-- Given task --
Below is a block of data; give all of it again word for word.

start

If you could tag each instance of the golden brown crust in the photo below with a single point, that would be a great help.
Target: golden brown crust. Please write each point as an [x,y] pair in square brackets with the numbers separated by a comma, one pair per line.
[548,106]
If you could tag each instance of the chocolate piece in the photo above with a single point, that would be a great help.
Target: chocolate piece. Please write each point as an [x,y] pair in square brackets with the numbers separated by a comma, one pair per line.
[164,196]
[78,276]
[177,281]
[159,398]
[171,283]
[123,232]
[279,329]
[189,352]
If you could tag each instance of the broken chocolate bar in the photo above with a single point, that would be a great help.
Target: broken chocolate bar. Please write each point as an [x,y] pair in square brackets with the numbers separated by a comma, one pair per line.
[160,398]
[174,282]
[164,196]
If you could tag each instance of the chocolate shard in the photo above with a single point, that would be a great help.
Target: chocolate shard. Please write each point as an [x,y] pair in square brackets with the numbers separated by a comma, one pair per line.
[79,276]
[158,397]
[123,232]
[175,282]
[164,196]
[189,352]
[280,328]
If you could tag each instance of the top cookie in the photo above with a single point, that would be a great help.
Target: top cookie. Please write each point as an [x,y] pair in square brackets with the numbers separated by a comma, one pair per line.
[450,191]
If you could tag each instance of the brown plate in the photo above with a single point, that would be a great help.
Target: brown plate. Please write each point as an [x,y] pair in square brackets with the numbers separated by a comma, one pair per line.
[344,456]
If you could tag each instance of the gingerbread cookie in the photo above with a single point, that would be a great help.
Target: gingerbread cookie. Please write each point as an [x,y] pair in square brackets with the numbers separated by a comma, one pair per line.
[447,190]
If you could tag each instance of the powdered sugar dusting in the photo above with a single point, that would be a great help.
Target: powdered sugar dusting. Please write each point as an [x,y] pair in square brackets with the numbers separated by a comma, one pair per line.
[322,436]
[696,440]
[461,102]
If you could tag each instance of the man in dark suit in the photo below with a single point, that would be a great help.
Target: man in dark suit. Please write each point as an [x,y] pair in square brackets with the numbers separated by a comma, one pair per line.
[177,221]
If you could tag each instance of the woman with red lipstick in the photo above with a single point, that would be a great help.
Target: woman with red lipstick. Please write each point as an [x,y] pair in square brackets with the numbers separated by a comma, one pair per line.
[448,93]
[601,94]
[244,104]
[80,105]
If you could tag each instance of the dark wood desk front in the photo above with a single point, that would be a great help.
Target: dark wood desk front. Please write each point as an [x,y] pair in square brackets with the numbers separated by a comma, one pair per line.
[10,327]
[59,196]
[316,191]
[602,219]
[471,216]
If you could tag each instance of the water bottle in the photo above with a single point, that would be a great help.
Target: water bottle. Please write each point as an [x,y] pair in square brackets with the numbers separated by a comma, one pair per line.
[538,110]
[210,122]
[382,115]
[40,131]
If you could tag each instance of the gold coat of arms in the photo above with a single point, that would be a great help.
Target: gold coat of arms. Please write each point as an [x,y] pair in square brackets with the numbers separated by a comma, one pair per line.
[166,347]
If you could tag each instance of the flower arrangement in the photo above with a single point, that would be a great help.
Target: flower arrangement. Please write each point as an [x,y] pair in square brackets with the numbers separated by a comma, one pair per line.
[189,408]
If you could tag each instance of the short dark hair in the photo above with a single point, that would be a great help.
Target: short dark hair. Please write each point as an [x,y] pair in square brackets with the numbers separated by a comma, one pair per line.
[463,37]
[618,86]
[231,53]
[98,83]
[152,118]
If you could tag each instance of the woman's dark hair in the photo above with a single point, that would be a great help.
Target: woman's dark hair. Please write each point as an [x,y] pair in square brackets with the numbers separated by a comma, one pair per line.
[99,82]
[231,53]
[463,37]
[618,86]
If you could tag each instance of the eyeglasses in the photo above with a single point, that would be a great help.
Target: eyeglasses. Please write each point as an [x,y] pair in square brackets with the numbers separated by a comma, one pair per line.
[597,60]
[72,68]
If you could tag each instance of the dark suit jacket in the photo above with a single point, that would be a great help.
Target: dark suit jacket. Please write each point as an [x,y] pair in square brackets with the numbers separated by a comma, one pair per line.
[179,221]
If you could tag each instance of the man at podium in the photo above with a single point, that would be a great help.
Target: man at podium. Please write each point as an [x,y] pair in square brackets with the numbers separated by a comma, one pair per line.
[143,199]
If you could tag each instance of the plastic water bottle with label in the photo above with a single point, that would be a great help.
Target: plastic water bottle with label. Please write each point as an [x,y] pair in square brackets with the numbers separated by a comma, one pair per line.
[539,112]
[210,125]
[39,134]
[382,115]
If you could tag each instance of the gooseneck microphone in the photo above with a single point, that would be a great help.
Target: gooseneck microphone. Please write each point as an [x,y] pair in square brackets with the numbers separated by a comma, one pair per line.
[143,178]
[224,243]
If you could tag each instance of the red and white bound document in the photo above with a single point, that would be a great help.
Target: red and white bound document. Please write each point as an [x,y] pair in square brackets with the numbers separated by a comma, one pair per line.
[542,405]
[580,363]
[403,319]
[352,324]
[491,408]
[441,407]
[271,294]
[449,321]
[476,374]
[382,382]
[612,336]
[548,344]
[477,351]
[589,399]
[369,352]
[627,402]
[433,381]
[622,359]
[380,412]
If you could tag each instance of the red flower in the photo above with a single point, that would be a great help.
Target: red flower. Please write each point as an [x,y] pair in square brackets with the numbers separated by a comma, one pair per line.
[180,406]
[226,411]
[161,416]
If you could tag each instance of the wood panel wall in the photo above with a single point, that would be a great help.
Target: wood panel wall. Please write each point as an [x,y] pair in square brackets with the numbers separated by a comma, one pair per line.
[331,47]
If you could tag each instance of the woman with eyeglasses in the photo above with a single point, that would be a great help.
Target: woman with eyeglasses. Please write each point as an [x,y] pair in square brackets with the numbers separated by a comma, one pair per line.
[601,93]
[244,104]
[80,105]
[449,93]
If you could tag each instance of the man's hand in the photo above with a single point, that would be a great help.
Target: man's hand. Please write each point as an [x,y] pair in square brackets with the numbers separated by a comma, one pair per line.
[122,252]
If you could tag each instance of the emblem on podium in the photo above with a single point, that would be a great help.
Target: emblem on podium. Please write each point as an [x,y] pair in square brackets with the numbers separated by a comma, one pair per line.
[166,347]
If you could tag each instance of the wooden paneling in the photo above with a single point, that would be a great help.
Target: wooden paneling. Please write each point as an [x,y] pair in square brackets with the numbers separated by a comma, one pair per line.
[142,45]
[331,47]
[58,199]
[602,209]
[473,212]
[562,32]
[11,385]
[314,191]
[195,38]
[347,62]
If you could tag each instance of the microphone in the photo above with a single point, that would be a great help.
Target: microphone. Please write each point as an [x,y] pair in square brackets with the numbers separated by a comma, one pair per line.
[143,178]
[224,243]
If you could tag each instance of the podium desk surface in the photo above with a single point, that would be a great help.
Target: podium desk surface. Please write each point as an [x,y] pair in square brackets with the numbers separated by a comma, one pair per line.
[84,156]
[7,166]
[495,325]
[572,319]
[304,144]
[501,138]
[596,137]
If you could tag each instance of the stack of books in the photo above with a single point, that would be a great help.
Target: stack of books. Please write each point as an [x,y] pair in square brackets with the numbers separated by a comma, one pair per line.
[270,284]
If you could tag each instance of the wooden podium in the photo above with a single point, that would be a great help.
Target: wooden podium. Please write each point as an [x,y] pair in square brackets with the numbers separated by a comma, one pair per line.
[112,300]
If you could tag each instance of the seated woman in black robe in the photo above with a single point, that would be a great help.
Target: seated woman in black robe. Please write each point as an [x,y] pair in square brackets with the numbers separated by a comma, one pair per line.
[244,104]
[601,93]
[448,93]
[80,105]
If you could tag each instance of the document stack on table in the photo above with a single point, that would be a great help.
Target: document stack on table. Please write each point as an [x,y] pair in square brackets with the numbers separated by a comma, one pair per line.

end

-- Written response --
If you could tag each instance of the golden brown crust in the photo below with a single point, that would be a great help.
Target: golden brown crust. Please write each point as an [x,y] pair in square brackets with the numbers separated by a comma, one pair per line.
[548,106]
If you could tag each instance of the chocolate piece in the photo above with a single point, that would be a great help.
Target: chocolate piece. Please write each point as an [x,y] pair in square brackets with the numbers separated by a comma, one pair per line.
[164,196]
[78,276]
[177,281]
[159,398]
[171,283]
[123,232]
[279,329]
[189,352]
If you could tag each instance of the broken chocolate bar in the photo above with a single point, that would be a great help.
Target: broken chocolate bar. Please write each point as an [x,y] pair in square brackets with the numbers separated by a comma, one pair per line.
[160,398]
[174,282]
[164,196]
If you could tag each instance of the chocolate shard in the photo above with a single point, that would be a great help.
Target: chocolate shard. Please write each point as an [x,y] pair in square brackets with the numbers separated by a comma, one pair per line.
[79,276]
[158,397]
[123,232]
[175,282]
[164,196]
[189,352]
[280,328]
If you could tag each instance of the top cookie in the photo above with a single point, that would be a great help.
Target: top cookie. Please write each point as an [x,y] pair in square brackets with the numbers separated by a comma, one pair per line.
[450,191]
If you could tag each instance of the brown plate in the photo above with a single point, that would be a great help.
Target: brown plate. Please write each point as an [x,y] pair in square brackets with the numbers separated by a comma, one pair per line.
[344,456]
If you could tag each instance of the gingerbread cookie in the photo above with a single point, that would be a great help.
Target: gingerbread cookie. Please write each point as an [x,y] pair in square brackets with the numbers separated by a comma, one pair per line.
[447,190]
If you could tag each instance of the powdered sugar dusting in the photo above with a single point, that would be a great help.
Target: powdered sugar dusting. Please write each point as an [x,y] pair in square brackets with the numbers separated by a comma, one pair per line.
[322,436]
[696,440]
[461,102]
If you could tag each instance of the man in dark suit in the photo below with a single point, that would be a great help.
Target: man in dark suit. Please write each point as an [x,y] pair in square brackets with the numbers separated by a comma, one pair per line.
[177,221]
If you could tag each instance of the woman with red lipstick in the photo above with a single point, that would be a great help.
Target: woman with red lipstick. Please write each point as an [x,y] pair in square brackets with the numbers separated by a comma, one pair per line.
[448,93]
[601,94]
[244,104]
[80,105]
If you could tag each instance of the dark wood desk front in the photo above with a single point, that would be a great help.
Target: dark wood desk front. Please write each point as an [x,y] pair in square brackets with the numbers separated by a comma, one pair per line.
[10,327]
[59,196]
[316,191]
[602,219]
[471,216]
If you could tag each instance of the water bottle in the photo above with a single point, that would be a great help.
Target: water bottle. Please write each point as an [x,y] pair in square brackets with the numbers separated by a comma, one pair per line.
[538,110]
[210,122]
[382,115]
[40,131]
If you could tag each instance of the gold coat of arms in the photo above with a single point, that would be a great help.
Target: gold coat of arms. Please write each point as an [x,y] pair in square brackets with the numbers separated by a comma, one pair per line.
[166,347]
If you could tag each instance of the flower arrangement in the photo above with a single point, that would be a great help.
Target: flower arrangement. Please write each point as an [x,y] pair in square brackets with the numbers separated by a comma, one pair per line.
[189,408]
If you could tag each instance of the short dark hair in the photo above with a single point, that would be a great help.
Target: short dark hair. Please write each point as an [x,y] pair in square brackets with the numbers separated by a comma, one pair per line.
[463,37]
[618,86]
[231,53]
[98,83]
[152,118]
If you could tag each instance of the woman's dark hair in the photo above with a single point, that would be a great help.
Target: woman's dark hair. Please write each point as an [x,y] pair in square brackets with the numbers separated by a comma, one pair per line.
[99,82]
[231,53]
[463,37]
[618,86]
If you could tag each instance of the eyeglasses in the photo above with a single point, that would be a great help.
Target: eyeglasses. Please write each point as an [x,y] pair in square brackets with the numbers separated by a comma, one pair per line.
[597,60]
[72,68]
If you could tag each instance of the dark suit jacket in the photo above with a single point, that would be a great help.
Target: dark suit jacket. Please write each point as an [x,y] pair in square brackets with the numbers separated by a comma, one pair per line.
[179,221]
If you could tag each instance of the man at podium in the photo above with a single point, that would be a great help.
Target: man at podium. Please write each point as an [x,y] pair in square brackets with the numbers separated by a comma, one pair per line.
[143,199]
If you could tag each instance of the plastic water bottle with label in the photo above with a single point, that would be a great help.
Target: plastic water bottle with label. Please write each point as an [x,y] pair in square brackets with the numbers separated by a comma, one pair per line.
[539,112]
[210,125]
[39,134]
[382,115]
If you could tag each instance of the gooseneck microphone in the photo above with a single point, that would be a great help.
Target: gooseneck microphone. Please write each point as an [x,y] pair in square brackets with the numbers separated by a comma, one pair per line.
[143,178]
[224,243]
If you could tag each instance of the red and white bound document in the photo above with a single point, that would be a great help.
Target: red and white bound document. Please write each point as an [x,y] pair in square brackets with the numbers separated by a comma, one pair per line.
[542,405]
[580,363]
[403,319]
[352,324]
[491,408]
[441,407]
[271,294]
[449,321]
[476,374]
[382,382]
[612,336]
[548,344]
[477,351]
[589,399]
[369,352]
[627,402]
[433,381]
[622,359]
[380,412]
If you could tag each instance of the red flower in the photo above with a single point, that would be a great help.
Target: red flower. Please write each point as an [x,y] pair in square brackets with the numbers separated by a comma, one pair per line.
[180,406]
[226,411]
[161,416]
If you could tag each instance of the wood panel wall in the photo above with a single point, that would be a great help.
Target: wood panel wall. Please write each point as an [x,y] pair in square brackets with the numbers separated by a comma, one pair per line.
[331,47]
If you could tag each instance of the woman with eyeglasses in the photo above with a single point, that would be a great help.
Target: woman with eyeglasses. Please write each point as an [x,y] pair in square brackets with the numbers separated by a comma, one pair per line.
[601,93]
[244,104]
[80,105]
[449,93]
If you could tag each instance of the man's hand in the photo above with a single point, that would be a great help.
Target: man's hand. Please write each point as an [x,y] pair in square brackets with the numbers separated by a comma, one pair per line.
[122,252]
If you could tag each instance of the emblem on podium in the photo above with a single point, that would be a great help.
Target: emblem on podium. Please write each point as an [x,y] pair in square brackets with the numbers separated by a comma, one pair per line.
[166,347]
If you could tag each instance of the wooden paneling in the photo above with a single point, that would be a great help.
Target: wooden paneling. Please write each point as an [x,y] pair in square brackets with the numbers separated by a comma, one pair per line.
[142,45]
[331,47]
[58,199]
[602,209]
[473,212]
[562,32]
[11,385]
[314,191]
[195,38]
[347,62]
If you could tag each instance of the microphone in the photo above with a single point, that would be a great help.
Target: microphone. Please write each point as an [x,y] pair in square brackets with the numbers separated by a comma, one pair per line.
[143,178]
[224,243]
If you could tag each instance of the podium desk surface in the photo above with a single point, that would be a great help.
Target: podium desk surface. Please write each point as an [x,y] pair in square brackets with the numbers separated by a comma, one pair per line.
[84,156]
[7,166]
[495,325]
[572,319]
[304,144]
[501,138]
[596,137]
If you could tag each instance of the stack of books in the photo above with a single point, that would be a great help.
Target: stack of books. Please write each point as an [x,y] pair in square brackets with the numbers separated by a comma, one pair per line.
[270,284]
If you could tag each instance of the wooden podium in the photo above with a single point, that would be a great help.
Target: wooden podium. Please write each point as an [x,y] pair in square brackets with the numbers separated by a comma, one pair per line.
[112,300]
If you could tag each instance of the seated woman in black robe in the photo above with a single point, that would be a great help.
Target: seated woman in black robe. Please write each point as an [x,y] pair in square brackets with the numbers separated by a comma, one pair per line.
[244,104]
[601,93]
[448,93]
[80,105]
If you could tag each instance of the document stack on table in the photo above with a single point, that would be a great help.
Target: document stack on table. Please write each point as an [x,y] pair in square brackets with the numbers separated by a comma, one pair per line.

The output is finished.